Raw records
* Begin *

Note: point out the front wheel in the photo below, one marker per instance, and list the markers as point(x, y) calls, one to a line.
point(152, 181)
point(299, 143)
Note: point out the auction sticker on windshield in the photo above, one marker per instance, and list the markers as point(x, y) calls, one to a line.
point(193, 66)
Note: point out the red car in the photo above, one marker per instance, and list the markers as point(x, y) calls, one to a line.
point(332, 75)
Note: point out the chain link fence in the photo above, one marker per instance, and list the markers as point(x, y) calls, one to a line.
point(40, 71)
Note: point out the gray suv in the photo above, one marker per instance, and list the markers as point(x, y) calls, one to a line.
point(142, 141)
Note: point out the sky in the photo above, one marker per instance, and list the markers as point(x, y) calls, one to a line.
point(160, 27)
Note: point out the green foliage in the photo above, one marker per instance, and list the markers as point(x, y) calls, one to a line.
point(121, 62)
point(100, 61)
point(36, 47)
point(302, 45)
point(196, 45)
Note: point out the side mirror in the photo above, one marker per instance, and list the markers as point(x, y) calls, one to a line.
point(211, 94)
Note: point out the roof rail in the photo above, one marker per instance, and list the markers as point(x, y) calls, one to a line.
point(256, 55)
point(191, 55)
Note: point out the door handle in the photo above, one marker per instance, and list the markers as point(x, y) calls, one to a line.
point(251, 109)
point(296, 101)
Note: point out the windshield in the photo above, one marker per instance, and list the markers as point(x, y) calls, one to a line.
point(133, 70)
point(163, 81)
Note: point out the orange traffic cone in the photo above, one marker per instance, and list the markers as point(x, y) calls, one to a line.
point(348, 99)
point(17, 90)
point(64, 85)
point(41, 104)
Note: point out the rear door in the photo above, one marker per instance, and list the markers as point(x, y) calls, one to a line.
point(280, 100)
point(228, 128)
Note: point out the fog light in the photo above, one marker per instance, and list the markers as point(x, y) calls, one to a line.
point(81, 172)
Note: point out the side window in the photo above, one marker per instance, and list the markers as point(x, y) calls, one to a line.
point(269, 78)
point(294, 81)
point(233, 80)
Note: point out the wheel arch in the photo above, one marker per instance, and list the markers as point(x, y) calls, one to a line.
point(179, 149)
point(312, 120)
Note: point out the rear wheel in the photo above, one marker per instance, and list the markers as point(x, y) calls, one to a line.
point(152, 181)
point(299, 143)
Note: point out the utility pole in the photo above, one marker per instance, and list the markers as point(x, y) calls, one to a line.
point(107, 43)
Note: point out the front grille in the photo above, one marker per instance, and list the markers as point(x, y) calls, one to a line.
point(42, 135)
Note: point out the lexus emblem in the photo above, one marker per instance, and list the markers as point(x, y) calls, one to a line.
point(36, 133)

* End *

Your task: Can you repeat the whole listing above word for word, leaving every line unchanged?

Answer to this exercise:
Note: point out the front wheel in the photo below, one marker per instance, and list the markers as point(x, y) calls, one to a line.
point(152, 181)
point(299, 143)
Note: point out the auction sticker on windshield in the photo above, one marker per instance, and list the markers as point(x, y) calls, one to a line.
point(193, 66)
Note: point out the red car in the photo above, one marker per instance, and list the markers as point(x, y) calls, one to a line.
point(332, 75)
Note: point out the chain link fence in the photo above, one marker per instance, and list the markers as point(x, y) calls, one to a line.
point(40, 71)
Note: point out the gray suv in the photo above, one marker per instance, and list the markers as point(x, y) calls, one to a line.
point(142, 141)
Note: point out the sky in the photo above, one marker per instance, and list the markers as point(x, y) calls, one to a line.
point(160, 27)
Note: point out the green foliage in the photo above, one marker per instance, and list the markers as point(x, y) calls, one to a line.
point(121, 62)
point(100, 61)
point(36, 47)
point(302, 45)
point(196, 45)
Note: point out the side mirror in the photo above, one marker per instance, and list the markers as point(x, y) calls, one to a line.
point(211, 94)
Note: point out the roof rail in the photo above, one marker per instance, and list the markers as point(x, y) calls, one to a line.
point(256, 55)
point(191, 55)
Note: point out the door handle in the photo above, one marker per instance, and list the markers as point(x, y) calls, one to a line.
point(251, 109)
point(296, 101)
Note: point out the windshield in the photo above, one marker per instance, and list the markers as point(x, y) calls, one to a line.
point(133, 70)
point(163, 81)
Note: point out the orange traffic cone in the photo above, one marker per instance, and list the markers as point(x, y) calls, one to a line.
point(348, 99)
point(17, 90)
point(64, 85)
point(41, 104)
Note: point out the rear door in the photo above, one marker per instance, and list the markers as point(x, y) calls, one to a line.
point(280, 100)
point(228, 128)
Note: point out the fog light in the photo above, one marker per instance, and list the markers as point(x, y) calls, one to a line.
point(81, 172)
Note: point out the side window in the photo above, one marker per instance, and list the markers as point(x, y) calls, one to a line.
point(269, 78)
point(294, 81)
point(233, 80)
Note: point out the wheel arch in the photo above, one marker per instance, and list the markers as point(x, y) calls, one to a line.
point(179, 149)
point(312, 120)
Note: point out the rear wheel in the photo above, one marker per instance, and list the markers as point(x, y) calls, one to a line.
point(152, 181)
point(299, 143)
Note: point out the utility pole in the photo above, one marker per instance, and list the markers as point(x, y) calls, one to a line.
point(107, 43)
Note: point out the front grille in the photo above, one marker per instance, and list the markers as point(x, y) calls, one to a line.
point(42, 135)
Note: point out the lexus emblem in the photo above, one marker per instance, and list the markers as point(x, y) calls, one to a line.
point(36, 133)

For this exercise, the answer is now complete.